(Region annotation items)
==============================

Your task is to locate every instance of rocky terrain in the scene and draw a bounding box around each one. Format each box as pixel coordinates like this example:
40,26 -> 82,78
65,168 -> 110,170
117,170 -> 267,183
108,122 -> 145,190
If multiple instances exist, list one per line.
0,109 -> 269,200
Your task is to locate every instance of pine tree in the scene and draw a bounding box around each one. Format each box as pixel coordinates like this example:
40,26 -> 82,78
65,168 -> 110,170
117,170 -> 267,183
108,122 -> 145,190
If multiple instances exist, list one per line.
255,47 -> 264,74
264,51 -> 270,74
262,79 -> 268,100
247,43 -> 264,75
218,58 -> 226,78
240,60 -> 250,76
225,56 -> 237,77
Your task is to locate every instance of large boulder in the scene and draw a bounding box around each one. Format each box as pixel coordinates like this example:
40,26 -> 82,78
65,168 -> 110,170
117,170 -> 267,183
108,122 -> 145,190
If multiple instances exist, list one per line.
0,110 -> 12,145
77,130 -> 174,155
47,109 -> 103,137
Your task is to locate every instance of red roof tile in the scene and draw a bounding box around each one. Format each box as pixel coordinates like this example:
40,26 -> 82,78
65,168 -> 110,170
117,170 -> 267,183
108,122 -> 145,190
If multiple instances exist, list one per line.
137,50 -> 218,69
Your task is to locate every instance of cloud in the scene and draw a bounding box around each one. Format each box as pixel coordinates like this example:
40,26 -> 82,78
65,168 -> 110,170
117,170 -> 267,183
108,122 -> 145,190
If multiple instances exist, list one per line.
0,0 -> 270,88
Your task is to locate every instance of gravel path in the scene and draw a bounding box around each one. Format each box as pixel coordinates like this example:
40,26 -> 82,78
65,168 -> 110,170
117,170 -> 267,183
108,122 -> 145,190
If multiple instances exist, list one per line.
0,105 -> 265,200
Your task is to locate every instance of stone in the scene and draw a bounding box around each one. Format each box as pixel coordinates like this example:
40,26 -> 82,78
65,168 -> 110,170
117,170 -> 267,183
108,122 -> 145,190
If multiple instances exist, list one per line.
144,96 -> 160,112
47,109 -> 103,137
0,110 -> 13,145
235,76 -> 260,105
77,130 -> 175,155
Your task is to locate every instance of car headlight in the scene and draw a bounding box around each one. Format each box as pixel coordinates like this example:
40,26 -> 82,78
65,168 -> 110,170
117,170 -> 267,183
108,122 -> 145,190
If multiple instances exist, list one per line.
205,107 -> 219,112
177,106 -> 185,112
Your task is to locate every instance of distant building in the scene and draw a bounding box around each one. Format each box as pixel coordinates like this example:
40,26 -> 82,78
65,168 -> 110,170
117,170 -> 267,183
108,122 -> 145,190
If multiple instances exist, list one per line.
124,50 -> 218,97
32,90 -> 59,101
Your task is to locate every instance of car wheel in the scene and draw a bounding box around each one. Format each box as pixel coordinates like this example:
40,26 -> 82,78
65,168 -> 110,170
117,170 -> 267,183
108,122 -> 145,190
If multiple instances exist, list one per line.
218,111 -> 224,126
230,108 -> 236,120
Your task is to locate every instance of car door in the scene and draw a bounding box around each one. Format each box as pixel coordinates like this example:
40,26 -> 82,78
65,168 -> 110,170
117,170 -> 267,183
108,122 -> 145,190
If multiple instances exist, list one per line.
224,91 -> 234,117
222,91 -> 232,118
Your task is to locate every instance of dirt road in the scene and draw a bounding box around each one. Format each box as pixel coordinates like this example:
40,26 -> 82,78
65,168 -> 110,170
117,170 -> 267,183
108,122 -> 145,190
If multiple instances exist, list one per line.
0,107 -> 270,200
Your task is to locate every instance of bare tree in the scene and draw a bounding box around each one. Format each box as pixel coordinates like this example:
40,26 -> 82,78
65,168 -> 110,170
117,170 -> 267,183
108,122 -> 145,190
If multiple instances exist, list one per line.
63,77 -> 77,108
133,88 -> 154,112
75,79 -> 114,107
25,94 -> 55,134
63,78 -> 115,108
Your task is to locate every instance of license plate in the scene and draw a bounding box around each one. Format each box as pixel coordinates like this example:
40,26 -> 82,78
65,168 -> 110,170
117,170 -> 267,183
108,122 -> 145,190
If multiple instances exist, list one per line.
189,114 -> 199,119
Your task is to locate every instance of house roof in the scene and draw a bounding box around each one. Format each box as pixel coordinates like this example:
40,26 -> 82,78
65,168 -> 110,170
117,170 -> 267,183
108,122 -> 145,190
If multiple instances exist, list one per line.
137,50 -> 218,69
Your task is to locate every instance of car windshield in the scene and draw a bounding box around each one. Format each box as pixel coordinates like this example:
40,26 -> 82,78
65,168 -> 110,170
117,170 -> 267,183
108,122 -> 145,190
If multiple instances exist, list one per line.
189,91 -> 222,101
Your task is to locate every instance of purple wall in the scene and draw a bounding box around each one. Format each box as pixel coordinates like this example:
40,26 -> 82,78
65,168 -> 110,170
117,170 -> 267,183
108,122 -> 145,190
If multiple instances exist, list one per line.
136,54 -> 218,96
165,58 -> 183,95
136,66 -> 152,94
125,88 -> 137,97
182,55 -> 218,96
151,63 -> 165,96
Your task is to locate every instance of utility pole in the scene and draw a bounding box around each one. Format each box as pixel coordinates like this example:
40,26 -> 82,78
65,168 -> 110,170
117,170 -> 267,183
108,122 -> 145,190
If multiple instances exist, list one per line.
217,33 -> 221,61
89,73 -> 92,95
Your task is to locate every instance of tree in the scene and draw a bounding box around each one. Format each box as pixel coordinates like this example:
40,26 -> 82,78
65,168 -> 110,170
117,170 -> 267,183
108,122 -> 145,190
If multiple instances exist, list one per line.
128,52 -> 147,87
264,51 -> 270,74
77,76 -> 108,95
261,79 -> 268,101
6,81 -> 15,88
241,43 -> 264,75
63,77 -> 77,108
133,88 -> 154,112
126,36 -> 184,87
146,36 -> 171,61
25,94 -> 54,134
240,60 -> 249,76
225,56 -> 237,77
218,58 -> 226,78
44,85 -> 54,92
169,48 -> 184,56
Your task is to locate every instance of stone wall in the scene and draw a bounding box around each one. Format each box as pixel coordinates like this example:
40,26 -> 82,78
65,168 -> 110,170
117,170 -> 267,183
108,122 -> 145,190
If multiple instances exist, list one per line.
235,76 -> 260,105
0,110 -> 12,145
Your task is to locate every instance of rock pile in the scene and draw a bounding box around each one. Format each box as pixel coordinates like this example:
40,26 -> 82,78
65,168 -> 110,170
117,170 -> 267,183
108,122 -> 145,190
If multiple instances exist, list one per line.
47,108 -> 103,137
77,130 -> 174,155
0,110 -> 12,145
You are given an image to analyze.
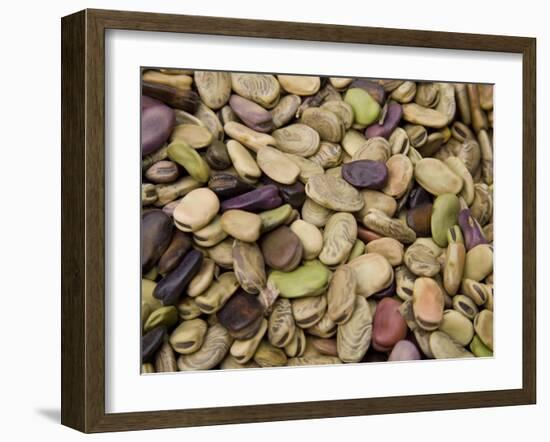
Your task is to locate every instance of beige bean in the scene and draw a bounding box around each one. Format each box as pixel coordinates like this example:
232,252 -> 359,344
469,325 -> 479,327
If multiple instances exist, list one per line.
365,238 -> 404,267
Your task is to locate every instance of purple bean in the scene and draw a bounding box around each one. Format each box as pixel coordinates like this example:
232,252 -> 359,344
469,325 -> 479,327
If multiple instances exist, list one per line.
221,184 -> 283,212
141,95 -> 176,155
141,326 -> 166,363
153,250 -> 203,305
229,95 -> 273,132
262,175 -> 306,209
342,160 -> 388,190
458,209 -> 488,250
141,209 -> 173,273
407,186 -> 432,209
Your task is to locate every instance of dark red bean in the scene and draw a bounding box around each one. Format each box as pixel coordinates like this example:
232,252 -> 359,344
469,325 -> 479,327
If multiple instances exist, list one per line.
216,289 -> 264,339
372,298 -> 407,351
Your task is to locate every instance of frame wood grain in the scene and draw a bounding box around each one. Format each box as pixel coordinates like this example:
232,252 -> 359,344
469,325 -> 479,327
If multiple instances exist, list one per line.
61,10 -> 536,433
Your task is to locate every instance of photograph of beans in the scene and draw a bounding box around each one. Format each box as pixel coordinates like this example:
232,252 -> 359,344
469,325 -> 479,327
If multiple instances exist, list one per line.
141,68 -> 494,373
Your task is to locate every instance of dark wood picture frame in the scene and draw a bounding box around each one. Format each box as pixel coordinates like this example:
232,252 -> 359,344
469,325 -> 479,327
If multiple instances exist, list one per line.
61,10 -> 536,432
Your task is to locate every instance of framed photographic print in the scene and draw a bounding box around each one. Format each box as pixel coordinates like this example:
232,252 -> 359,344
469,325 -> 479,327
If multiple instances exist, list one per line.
62,10 -> 536,432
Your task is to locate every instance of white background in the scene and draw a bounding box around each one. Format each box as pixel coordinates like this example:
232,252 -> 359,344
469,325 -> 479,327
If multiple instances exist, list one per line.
0,0 -> 550,441
105,31 -> 522,413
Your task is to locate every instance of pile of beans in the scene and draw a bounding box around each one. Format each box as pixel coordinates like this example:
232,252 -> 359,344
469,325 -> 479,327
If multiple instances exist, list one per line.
141,69 -> 494,373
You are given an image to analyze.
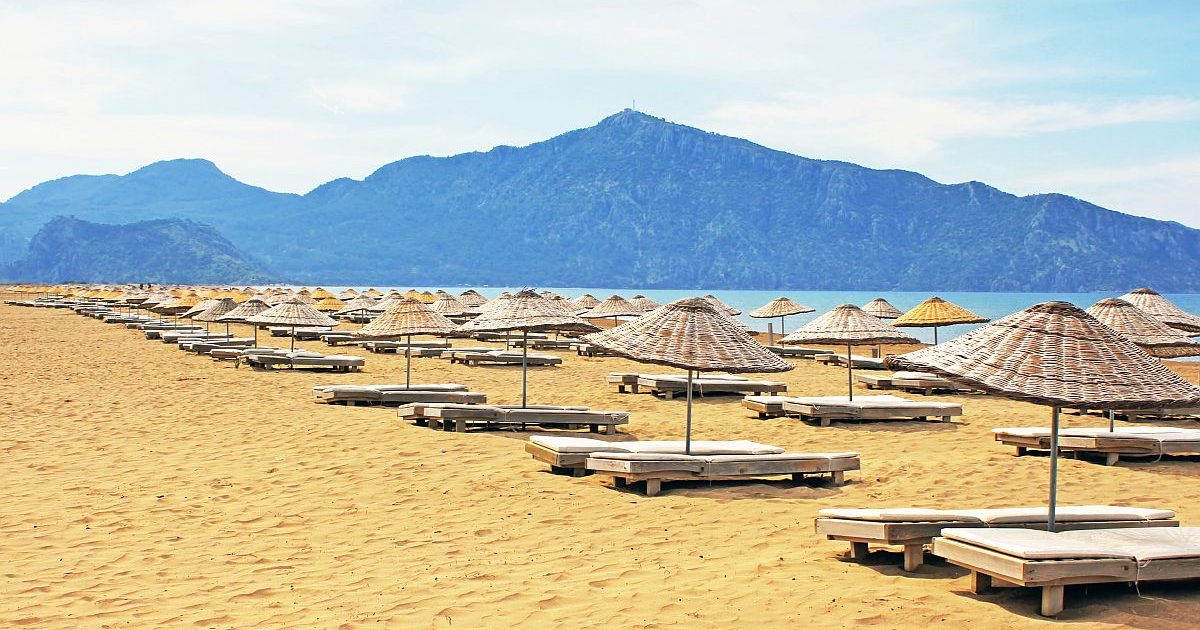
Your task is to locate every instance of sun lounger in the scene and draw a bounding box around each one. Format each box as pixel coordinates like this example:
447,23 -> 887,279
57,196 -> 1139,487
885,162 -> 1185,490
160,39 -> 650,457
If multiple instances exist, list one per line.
815,505 -> 1180,571
209,346 -> 280,361
362,341 -> 451,356
450,350 -> 563,367
814,353 -> 887,370
241,350 -> 366,372
934,527 -> 1200,617
526,436 -> 784,476
637,374 -> 787,400
605,372 -> 750,394
396,403 -> 629,434
584,452 -> 860,497
312,383 -> 477,406
777,396 -> 962,426
179,337 -> 254,354
992,426 -> 1200,466
767,346 -> 833,359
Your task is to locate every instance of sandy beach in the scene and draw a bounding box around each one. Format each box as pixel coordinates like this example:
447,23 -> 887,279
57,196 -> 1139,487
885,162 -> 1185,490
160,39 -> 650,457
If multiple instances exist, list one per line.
0,306 -> 1200,630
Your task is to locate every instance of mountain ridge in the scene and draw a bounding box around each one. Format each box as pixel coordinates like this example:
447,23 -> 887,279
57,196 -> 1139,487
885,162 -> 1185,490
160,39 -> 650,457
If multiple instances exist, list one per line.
0,110 -> 1200,290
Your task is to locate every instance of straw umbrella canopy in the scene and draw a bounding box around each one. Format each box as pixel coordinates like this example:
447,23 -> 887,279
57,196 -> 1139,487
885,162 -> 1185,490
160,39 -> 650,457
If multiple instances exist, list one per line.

==============================

Work to complete
Please change "bounding box" to "rectangle" in the lines from the one containing "Your task is to locate every instance of gravel" through the one containing "177,106 -> 185,112", inclusive. Reproduce those lines with no other edits.

Reply
Your task is to locate every instance of gravel path in the scene and draw a rectangle around each one. Format each box as pixel coordinates like this example:
40,26 -> 82,78
65,168 -> 110,170
117,170 -> 267,183
108,122 -> 145,190
If multiple instances exist, list one per line.
0,105 -> 265,200
Your task is to locate every instance of stone in the scene and draw a rectangle around each one. Format each box as pixel coordinates like this example:
40,26 -> 82,78
65,168 -> 110,170
117,170 -> 267,183
108,122 -> 145,190
If multiple instances exist, list one per line.
144,96 -> 160,112
47,109 -> 103,137
0,110 -> 13,145
235,76 -> 260,105
77,130 -> 175,155
Your task is to locate every instance of car headlight in the scene and draw a rectangle around each one. Format each box as pixel coordinates like this example:
40,26 -> 82,78
65,168 -> 110,170
117,170 -> 267,183
108,122 -> 145,190
If multiple instances exist, list one per line.
205,107 -> 219,112
177,106 -> 185,112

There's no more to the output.